Given task |
Quote the records below verbatim, from their start through the line containing "(1013, 404)", with both ends included. Omit the pictures from your answer.

─── Data provided ───

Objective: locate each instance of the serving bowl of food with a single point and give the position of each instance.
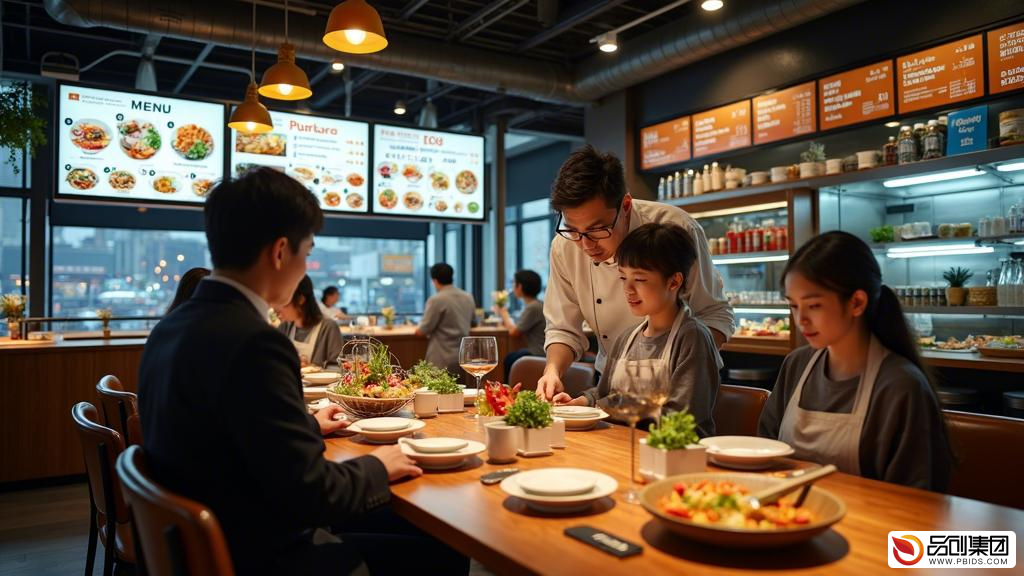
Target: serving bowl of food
(708, 507)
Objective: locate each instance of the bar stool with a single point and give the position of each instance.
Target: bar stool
(962, 400)
(1013, 404)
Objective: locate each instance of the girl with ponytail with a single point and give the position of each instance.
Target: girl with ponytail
(858, 396)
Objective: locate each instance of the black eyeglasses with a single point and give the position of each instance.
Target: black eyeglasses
(596, 234)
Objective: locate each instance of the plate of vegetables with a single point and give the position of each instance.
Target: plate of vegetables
(709, 507)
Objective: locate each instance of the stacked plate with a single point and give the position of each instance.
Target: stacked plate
(559, 490)
(385, 430)
(579, 417)
(439, 453)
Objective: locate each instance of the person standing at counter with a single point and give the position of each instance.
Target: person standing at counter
(316, 338)
(446, 319)
(595, 213)
(526, 286)
(858, 396)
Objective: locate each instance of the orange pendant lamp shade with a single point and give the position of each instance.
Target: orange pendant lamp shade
(251, 116)
(285, 80)
(354, 27)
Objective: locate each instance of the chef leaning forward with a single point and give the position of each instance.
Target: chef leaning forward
(595, 213)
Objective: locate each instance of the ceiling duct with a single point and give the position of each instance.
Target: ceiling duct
(674, 45)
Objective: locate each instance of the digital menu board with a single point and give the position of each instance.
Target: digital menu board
(135, 147)
(1006, 58)
(941, 76)
(665, 144)
(722, 129)
(784, 114)
(427, 173)
(327, 155)
(856, 95)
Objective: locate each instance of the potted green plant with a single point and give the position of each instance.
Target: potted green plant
(13, 310)
(534, 416)
(956, 277)
(23, 125)
(672, 448)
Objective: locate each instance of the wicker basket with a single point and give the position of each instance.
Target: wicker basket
(981, 296)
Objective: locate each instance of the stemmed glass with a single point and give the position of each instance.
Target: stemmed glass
(630, 401)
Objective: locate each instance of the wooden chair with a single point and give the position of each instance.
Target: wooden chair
(177, 536)
(109, 517)
(990, 457)
(737, 410)
(528, 370)
(120, 409)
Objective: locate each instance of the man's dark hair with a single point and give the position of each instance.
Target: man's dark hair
(442, 273)
(663, 248)
(588, 174)
(529, 281)
(329, 291)
(246, 214)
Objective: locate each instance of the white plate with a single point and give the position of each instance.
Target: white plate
(745, 452)
(605, 486)
(386, 437)
(442, 461)
(384, 424)
(436, 445)
(557, 482)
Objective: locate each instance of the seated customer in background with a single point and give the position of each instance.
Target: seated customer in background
(446, 319)
(186, 286)
(671, 343)
(526, 285)
(221, 406)
(858, 396)
(315, 337)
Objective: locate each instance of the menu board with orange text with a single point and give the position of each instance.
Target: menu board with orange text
(784, 114)
(942, 75)
(722, 129)
(1006, 58)
(856, 95)
(665, 144)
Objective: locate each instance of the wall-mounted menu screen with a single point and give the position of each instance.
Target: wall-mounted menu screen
(722, 129)
(327, 155)
(1006, 58)
(134, 147)
(856, 95)
(941, 76)
(784, 114)
(665, 144)
(427, 173)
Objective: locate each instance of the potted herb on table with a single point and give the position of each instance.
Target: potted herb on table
(956, 277)
(672, 448)
(534, 416)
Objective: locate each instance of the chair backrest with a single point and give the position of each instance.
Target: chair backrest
(990, 457)
(737, 410)
(117, 406)
(178, 536)
(528, 370)
(101, 446)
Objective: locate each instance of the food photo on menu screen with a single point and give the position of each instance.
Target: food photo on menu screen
(327, 155)
(136, 147)
(427, 173)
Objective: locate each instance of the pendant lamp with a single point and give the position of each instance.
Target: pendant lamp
(354, 27)
(251, 116)
(285, 80)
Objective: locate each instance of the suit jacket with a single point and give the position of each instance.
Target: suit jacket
(224, 422)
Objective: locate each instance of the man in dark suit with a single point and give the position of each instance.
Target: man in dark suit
(220, 399)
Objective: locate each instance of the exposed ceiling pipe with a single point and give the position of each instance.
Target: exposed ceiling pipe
(674, 45)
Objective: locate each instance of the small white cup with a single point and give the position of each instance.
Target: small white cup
(503, 442)
(425, 404)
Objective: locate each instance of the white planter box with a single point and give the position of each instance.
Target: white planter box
(656, 463)
(450, 403)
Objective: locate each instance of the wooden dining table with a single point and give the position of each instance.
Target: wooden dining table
(505, 535)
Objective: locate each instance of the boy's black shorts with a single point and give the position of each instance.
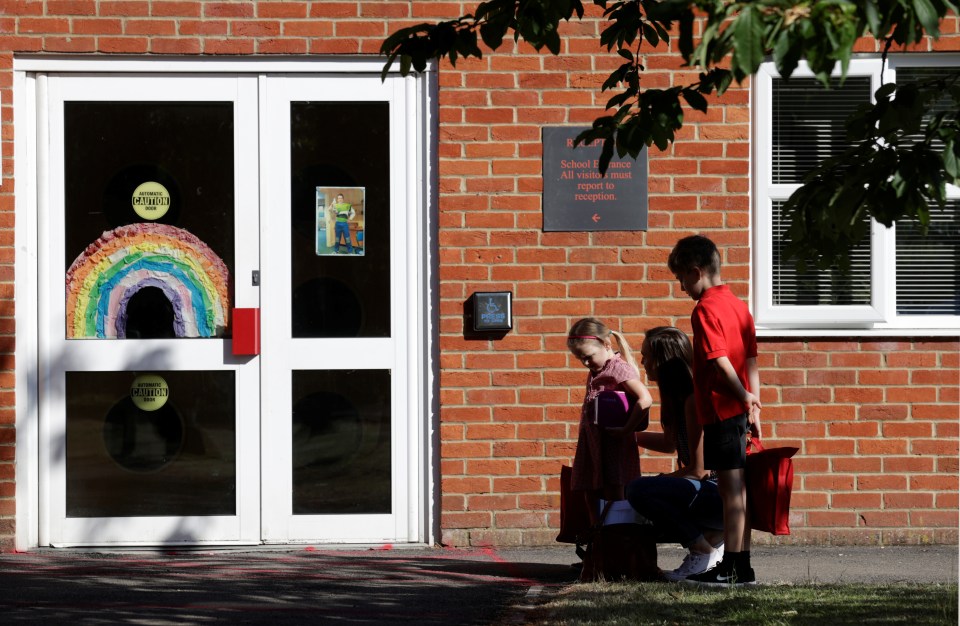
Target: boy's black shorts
(725, 444)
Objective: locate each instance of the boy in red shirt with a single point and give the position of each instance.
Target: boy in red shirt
(726, 382)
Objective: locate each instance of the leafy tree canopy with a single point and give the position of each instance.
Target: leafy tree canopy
(901, 157)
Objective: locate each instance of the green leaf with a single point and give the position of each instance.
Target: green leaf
(872, 14)
(951, 164)
(748, 40)
(928, 16)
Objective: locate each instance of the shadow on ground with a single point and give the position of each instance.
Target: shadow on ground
(308, 586)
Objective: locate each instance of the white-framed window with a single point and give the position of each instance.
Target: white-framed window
(899, 280)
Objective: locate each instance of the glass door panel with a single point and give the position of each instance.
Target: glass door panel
(152, 214)
(335, 284)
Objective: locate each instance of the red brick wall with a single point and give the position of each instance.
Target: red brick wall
(876, 420)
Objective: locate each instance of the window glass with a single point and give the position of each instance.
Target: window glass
(341, 442)
(340, 216)
(808, 123)
(928, 279)
(148, 217)
(151, 443)
(817, 287)
(897, 276)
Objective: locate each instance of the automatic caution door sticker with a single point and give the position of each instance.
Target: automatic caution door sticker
(151, 200)
(149, 392)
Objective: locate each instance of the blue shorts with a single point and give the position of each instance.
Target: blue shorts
(725, 444)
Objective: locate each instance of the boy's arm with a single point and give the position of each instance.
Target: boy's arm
(753, 376)
(728, 377)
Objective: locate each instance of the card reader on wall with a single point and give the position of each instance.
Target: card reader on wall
(492, 311)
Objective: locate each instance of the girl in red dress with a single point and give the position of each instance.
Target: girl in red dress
(607, 459)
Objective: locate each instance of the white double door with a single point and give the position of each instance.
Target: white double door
(166, 203)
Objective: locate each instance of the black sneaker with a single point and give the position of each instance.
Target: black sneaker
(725, 574)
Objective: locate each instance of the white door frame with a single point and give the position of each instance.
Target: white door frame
(420, 506)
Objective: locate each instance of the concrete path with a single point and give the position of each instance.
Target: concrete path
(381, 586)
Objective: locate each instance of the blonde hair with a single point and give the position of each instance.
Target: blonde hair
(592, 329)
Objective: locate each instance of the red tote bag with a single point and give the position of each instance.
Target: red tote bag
(769, 485)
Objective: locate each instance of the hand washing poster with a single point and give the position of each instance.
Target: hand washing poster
(341, 218)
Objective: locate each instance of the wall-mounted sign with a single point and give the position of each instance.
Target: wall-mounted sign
(149, 392)
(575, 195)
(491, 310)
(151, 200)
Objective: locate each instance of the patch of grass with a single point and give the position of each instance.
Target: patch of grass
(622, 604)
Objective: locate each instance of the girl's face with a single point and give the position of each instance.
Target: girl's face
(648, 362)
(593, 354)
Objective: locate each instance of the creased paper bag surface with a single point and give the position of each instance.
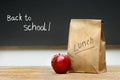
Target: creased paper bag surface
(86, 46)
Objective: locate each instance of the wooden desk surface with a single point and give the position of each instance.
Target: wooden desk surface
(47, 73)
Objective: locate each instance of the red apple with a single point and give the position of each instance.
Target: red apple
(61, 63)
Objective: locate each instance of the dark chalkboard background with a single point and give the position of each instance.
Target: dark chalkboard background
(58, 13)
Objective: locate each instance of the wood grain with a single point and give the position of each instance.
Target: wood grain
(47, 73)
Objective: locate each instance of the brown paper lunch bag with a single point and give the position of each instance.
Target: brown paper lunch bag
(86, 46)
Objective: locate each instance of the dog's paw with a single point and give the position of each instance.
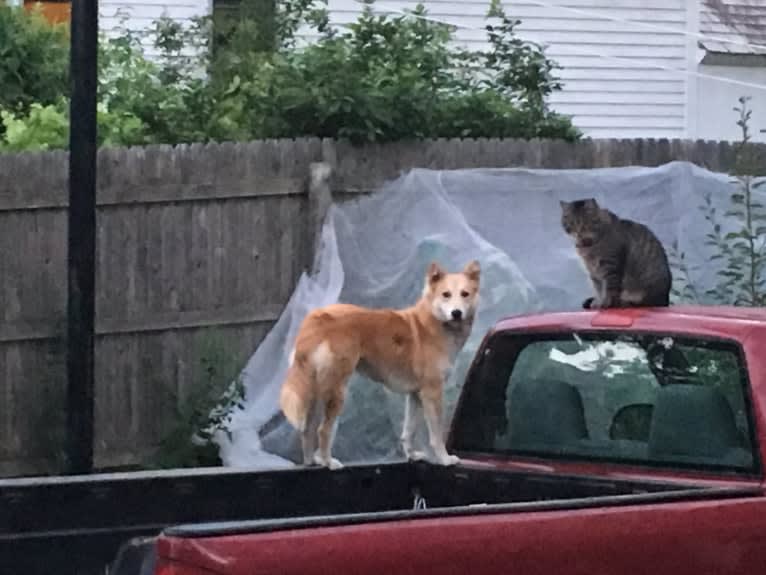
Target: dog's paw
(417, 455)
(449, 460)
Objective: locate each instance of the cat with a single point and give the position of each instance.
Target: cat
(626, 262)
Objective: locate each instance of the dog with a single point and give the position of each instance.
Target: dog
(410, 351)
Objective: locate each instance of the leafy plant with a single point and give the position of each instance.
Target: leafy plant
(203, 407)
(738, 245)
(42, 128)
(380, 79)
(34, 59)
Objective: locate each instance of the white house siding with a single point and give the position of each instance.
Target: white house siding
(624, 98)
(142, 13)
(716, 119)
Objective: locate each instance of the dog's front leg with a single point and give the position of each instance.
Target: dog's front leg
(412, 410)
(431, 398)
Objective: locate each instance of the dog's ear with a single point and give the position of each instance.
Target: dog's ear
(435, 272)
(472, 270)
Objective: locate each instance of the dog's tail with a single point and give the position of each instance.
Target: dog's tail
(296, 397)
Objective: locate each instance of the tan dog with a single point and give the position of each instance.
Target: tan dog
(410, 351)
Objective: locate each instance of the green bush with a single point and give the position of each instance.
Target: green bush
(34, 59)
(202, 408)
(738, 253)
(381, 79)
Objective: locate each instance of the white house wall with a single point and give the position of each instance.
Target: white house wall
(716, 119)
(614, 84)
(141, 14)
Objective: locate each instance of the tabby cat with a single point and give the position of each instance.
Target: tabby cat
(627, 264)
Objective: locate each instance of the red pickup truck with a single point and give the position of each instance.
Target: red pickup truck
(593, 442)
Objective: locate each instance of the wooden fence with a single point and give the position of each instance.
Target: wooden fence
(191, 238)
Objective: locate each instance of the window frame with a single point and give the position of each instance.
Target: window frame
(459, 419)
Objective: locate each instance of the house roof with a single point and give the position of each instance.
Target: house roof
(742, 22)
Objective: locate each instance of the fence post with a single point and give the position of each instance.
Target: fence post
(320, 200)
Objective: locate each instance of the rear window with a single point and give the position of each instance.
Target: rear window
(648, 399)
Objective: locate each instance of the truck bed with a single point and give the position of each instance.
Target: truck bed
(290, 500)
(78, 523)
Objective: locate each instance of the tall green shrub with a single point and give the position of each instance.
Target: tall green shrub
(34, 59)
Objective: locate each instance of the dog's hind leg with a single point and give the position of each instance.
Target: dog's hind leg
(333, 394)
(309, 435)
(413, 409)
(431, 397)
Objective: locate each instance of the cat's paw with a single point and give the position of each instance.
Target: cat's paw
(416, 455)
(329, 462)
(449, 460)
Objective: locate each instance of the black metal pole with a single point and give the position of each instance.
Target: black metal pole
(81, 235)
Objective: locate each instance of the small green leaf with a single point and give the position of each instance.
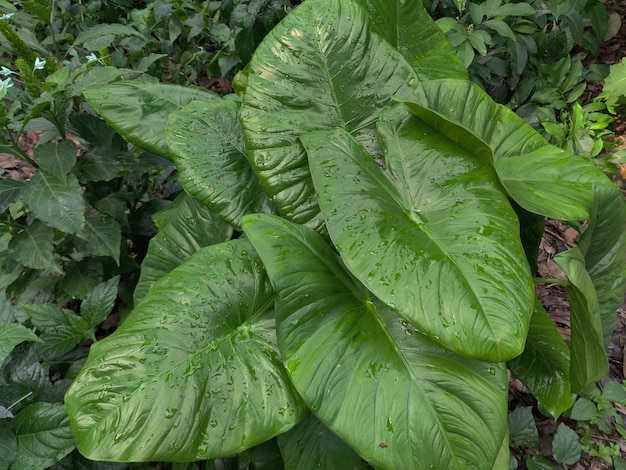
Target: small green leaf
(56, 159)
(43, 436)
(522, 427)
(11, 335)
(33, 247)
(566, 447)
(57, 202)
(99, 302)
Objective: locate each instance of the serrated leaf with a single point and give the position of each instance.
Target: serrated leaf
(206, 144)
(139, 110)
(566, 447)
(301, 79)
(544, 365)
(202, 342)
(588, 358)
(56, 202)
(388, 391)
(428, 235)
(103, 237)
(310, 445)
(33, 247)
(56, 159)
(99, 302)
(184, 227)
(11, 335)
(43, 436)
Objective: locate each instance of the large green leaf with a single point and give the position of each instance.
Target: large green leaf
(184, 227)
(425, 47)
(311, 445)
(395, 396)
(603, 244)
(320, 68)
(43, 436)
(540, 177)
(138, 110)
(433, 237)
(58, 202)
(543, 367)
(206, 143)
(193, 373)
(588, 357)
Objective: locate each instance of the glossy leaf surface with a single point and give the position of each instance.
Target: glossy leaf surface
(425, 47)
(544, 365)
(193, 373)
(320, 68)
(138, 110)
(540, 177)
(588, 357)
(185, 226)
(603, 244)
(395, 396)
(206, 143)
(433, 237)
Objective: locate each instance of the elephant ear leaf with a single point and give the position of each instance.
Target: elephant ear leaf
(193, 373)
(521, 156)
(425, 48)
(320, 68)
(388, 391)
(432, 236)
(138, 110)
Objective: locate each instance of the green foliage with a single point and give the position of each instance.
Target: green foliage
(377, 281)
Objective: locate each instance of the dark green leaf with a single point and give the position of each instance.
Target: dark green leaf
(432, 236)
(603, 244)
(206, 143)
(56, 159)
(33, 247)
(184, 227)
(521, 155)
(311, 445)
(588, 357)
(59, 203)
(139, 110)
(544, 365)
(43, 436)
(425, 48)
(193, 373)
(565, 446)
(320, 68)
(11, 335)
(395, 396)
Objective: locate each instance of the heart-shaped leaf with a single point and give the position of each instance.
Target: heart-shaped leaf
(206, 143)
(320, 68)
(433, 236)
(193, 373)
(395, 396)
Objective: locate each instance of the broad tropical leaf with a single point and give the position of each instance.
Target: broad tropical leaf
(57, 202)
(320, 68)
(43, 436)
(184, 227)
(206, 144)
(425, 47)
(395, 396)
(521, 156)
(138, 110)
(588, 357)
(603, 244)
(311, 445)
(544, 365)
(193, 373)
(433, 236)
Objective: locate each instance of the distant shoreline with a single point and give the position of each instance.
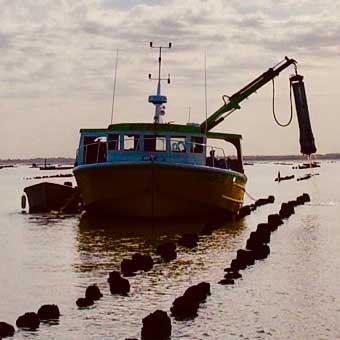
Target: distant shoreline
(65, 160)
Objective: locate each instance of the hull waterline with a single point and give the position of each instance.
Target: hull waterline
(162, 190)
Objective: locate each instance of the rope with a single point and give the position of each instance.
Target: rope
(291, 107)
(250, 196)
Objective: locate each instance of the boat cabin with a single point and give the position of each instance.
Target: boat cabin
(133, 142)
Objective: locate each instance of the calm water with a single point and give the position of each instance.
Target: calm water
(293, 294)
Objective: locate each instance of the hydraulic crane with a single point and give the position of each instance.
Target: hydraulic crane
(296, 81)
(244, 93)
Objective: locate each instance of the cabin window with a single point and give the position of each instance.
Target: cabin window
(154, 143)
(131, 142)
(113, 141)
(177, 144)
(196, 145)
(94, 149)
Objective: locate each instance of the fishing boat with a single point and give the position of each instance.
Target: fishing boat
(163, 170)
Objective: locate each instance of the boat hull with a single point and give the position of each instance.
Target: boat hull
(46, 196)
(163, 190)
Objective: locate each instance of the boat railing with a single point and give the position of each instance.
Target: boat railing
(183, 151)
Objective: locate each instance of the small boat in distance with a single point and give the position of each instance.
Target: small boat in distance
(165, 170)
(52, 167)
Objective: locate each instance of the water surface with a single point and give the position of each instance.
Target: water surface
(293, 294)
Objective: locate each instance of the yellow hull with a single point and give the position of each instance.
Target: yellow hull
(159, 189)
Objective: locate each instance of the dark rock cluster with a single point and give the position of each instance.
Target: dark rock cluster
(156, 326)
(188, 240)
(186, 306)
(6, 330)
(257, 247)
(118, 285)
(92, 294)
(137, 262)
(247, 209)
(167, 251)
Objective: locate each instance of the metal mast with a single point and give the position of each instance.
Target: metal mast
(158, 100)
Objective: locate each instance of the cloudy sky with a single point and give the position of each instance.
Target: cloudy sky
(57, 60)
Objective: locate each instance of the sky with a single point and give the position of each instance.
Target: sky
(57, 61)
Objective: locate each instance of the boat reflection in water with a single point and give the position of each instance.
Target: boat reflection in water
(104, 242)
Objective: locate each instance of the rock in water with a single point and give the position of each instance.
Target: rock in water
(93, 293)
(118, 285)
(156, 326)
(6, 330)
(48, 312)
(28, 320)
(84, 302)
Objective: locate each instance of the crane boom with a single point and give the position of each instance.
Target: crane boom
(245, 92)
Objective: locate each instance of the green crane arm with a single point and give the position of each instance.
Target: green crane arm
(245, 92)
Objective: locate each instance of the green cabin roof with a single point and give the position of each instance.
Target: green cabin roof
(163, 127)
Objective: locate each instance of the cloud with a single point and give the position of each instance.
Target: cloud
(65, 49)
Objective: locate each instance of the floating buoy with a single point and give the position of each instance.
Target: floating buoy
(306, 135)
(23, 202)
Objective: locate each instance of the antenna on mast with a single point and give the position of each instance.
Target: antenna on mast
(158, 100)
(114, 86)
(205, 90)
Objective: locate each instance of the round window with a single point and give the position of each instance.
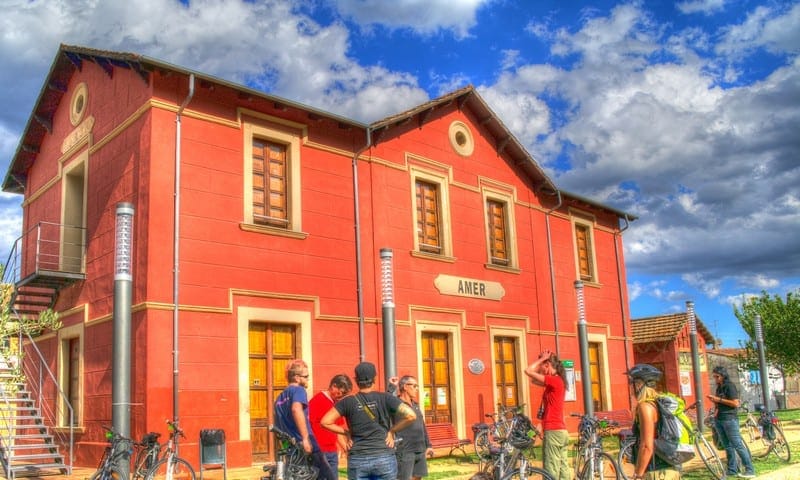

───

The answer |
Objective: locate each instance of the serving bowl of food with a single point and give the position of each instance.
Target: serving bowl of food
(708, 507)
Objective: locate each instance of the bar stool with a single point and give the position of each instance.
Target: bar stool
(962, 400)
(1013, 404)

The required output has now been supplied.